━━━ Dataset excerpts ━━━

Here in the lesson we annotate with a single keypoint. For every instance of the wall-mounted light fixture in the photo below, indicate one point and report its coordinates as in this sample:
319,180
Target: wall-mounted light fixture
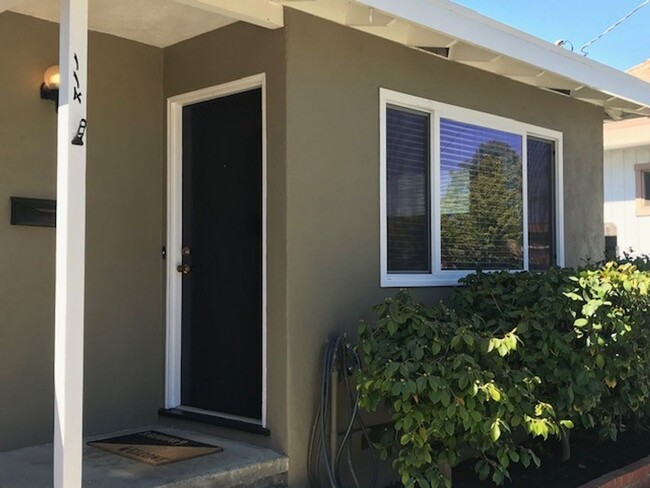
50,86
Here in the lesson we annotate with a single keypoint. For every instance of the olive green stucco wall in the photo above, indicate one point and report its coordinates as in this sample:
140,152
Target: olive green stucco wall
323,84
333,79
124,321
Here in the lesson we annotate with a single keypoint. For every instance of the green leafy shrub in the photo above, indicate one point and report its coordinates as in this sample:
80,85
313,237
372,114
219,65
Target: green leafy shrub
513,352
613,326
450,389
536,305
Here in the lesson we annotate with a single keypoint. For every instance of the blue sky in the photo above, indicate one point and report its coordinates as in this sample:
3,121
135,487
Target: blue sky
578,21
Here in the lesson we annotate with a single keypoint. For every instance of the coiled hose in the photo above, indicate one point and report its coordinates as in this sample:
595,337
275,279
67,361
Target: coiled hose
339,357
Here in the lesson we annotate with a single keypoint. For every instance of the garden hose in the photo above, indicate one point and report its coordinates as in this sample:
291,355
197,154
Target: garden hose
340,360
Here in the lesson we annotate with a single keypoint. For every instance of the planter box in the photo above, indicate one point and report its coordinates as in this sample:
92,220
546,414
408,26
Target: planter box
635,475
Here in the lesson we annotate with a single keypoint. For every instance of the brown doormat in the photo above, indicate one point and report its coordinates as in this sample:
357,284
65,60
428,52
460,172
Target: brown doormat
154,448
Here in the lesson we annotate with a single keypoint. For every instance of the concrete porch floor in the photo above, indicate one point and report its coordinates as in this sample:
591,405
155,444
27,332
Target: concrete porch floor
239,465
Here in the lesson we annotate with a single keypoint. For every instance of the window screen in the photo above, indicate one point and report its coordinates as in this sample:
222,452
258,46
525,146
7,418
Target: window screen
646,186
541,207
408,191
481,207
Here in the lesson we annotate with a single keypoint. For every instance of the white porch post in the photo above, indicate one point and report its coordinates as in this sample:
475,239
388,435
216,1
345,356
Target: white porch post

━━━
━━━ Dataset excerpts ━━━

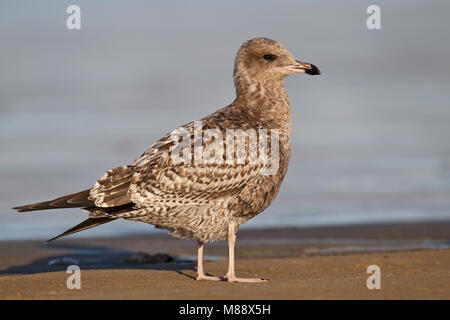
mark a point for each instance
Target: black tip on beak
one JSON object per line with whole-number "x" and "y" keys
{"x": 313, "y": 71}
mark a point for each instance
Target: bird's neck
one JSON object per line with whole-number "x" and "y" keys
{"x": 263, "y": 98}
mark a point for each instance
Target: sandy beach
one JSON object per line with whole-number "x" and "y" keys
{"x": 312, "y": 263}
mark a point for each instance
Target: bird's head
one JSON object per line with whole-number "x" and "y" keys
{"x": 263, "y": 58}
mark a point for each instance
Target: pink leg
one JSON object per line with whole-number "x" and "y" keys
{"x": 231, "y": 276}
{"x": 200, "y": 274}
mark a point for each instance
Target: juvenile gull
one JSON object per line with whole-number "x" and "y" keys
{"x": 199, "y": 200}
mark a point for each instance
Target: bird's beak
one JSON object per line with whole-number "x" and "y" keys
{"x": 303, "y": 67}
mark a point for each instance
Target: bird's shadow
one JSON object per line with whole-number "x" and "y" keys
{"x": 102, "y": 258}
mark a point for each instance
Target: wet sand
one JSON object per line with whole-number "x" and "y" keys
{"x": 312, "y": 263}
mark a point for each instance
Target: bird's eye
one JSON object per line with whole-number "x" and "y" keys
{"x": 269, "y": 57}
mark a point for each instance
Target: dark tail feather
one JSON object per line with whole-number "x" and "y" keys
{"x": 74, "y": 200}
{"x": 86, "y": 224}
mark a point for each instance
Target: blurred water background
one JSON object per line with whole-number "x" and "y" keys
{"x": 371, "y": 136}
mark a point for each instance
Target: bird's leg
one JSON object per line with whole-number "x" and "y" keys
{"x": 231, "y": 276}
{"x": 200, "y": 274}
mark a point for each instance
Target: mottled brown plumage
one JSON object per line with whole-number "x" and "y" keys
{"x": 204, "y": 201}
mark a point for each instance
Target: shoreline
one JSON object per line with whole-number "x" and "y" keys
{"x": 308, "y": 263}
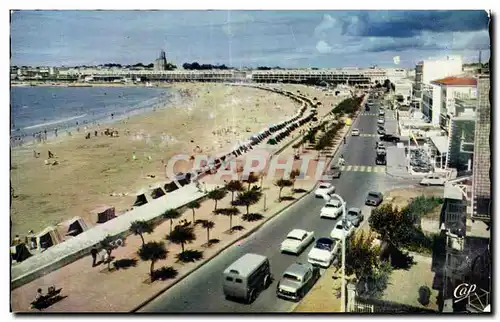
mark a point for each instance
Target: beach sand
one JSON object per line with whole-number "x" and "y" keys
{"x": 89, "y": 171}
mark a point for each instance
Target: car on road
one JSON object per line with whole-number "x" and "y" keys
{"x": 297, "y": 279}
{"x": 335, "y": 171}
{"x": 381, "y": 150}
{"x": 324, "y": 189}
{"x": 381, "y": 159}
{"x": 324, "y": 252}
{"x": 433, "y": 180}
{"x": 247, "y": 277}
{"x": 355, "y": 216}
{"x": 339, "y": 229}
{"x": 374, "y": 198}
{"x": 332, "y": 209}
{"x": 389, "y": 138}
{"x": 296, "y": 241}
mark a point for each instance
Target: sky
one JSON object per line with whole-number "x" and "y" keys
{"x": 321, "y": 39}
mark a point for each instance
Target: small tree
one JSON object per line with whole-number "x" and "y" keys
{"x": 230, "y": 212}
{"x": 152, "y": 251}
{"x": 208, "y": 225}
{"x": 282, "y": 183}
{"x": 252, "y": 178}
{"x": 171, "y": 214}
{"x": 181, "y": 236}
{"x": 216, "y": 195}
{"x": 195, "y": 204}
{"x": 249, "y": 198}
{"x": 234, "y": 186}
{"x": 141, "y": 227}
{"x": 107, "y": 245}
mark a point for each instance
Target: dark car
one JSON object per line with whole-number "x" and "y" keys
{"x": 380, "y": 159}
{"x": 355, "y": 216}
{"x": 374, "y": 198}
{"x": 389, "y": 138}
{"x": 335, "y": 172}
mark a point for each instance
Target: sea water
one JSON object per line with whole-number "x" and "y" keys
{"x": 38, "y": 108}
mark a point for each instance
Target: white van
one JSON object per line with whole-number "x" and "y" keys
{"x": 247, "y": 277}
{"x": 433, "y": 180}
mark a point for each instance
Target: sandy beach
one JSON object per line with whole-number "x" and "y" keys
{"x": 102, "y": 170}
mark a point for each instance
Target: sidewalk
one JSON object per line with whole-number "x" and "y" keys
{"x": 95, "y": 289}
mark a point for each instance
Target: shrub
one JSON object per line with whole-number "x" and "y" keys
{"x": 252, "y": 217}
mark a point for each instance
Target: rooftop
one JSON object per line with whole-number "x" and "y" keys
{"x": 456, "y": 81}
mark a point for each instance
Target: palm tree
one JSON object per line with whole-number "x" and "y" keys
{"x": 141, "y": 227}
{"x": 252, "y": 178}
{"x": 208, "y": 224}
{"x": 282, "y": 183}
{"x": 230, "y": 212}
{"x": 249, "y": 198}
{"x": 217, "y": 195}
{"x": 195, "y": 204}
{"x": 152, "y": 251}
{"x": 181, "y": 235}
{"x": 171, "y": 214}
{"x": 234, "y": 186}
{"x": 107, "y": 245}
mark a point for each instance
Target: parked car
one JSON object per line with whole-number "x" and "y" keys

━━━

Show every line of the data above that contains the string "porch", keeping in mind that case counts.

Here in the lesson we annotate with a single keypoint. For every instance of the concrete porch floor in the photo above, indicate one point and report its coordinates as in this sample:
Target: concrete porch floor
Here in the lesson we annotate with a single keypoint. For every instance of the white porch post in the photo above, indicate one point and report its coordinates as in this sample:
Target: white porch post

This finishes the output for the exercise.